WHAT YOU WILL DO =
Format the lines of the material below, from the line containing "Annotation task: put one keypoint on every instance of the man" through the line containing "Annotation task: put one keypoint on every instance of the blue", as a JSON list of strings with one string per line, including both of those lines and leaving out any blank lines.

Location identification entries
-------

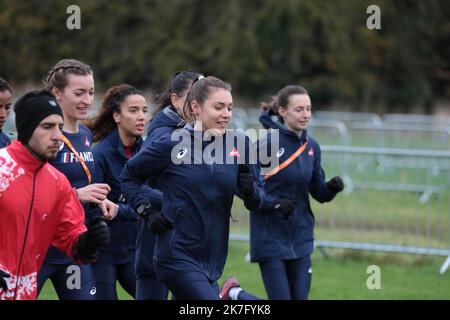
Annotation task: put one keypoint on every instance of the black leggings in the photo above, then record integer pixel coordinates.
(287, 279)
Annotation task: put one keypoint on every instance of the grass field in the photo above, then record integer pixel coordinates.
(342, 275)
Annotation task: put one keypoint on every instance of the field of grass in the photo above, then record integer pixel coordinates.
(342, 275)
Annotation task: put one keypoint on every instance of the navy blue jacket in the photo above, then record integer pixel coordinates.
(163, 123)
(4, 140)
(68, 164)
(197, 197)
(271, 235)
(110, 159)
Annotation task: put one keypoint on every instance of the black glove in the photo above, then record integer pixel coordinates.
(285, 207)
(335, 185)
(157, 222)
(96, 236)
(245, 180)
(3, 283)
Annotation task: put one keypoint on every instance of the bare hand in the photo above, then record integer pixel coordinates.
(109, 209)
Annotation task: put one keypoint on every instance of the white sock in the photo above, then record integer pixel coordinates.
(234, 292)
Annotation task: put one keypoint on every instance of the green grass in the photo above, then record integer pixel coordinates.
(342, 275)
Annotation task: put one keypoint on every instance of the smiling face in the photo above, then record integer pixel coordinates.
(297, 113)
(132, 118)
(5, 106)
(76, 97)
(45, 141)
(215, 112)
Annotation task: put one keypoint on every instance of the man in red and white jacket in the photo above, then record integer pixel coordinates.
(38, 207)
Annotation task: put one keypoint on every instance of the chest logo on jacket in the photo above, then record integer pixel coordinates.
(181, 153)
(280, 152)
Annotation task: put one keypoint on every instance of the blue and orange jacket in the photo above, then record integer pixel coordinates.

-------

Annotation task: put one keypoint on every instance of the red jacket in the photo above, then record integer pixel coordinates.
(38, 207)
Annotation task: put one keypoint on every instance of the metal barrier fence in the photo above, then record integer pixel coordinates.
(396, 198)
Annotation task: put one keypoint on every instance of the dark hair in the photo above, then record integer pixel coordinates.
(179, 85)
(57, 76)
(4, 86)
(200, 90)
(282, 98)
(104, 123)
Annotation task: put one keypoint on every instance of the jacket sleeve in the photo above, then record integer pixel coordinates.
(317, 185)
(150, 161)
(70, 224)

-------

REPLY TO THE EXERCISE =
[
  "Annotation task: put one keypoint on every instance of the man in red and white jacket in the photo above, then record integer pixel coordinates.",
  "(38, 207)",
  "Annotation task: put one keypoint on every instance of the chest logo on jacket in the photo above, then record integer pixel coordinates.",
  "(181, 153)",
  "(280, 152)",
  "Annotation task: put one keypoint on every instance of the blue and orange jacket in the photo above, then record integer pixel coordinates."
]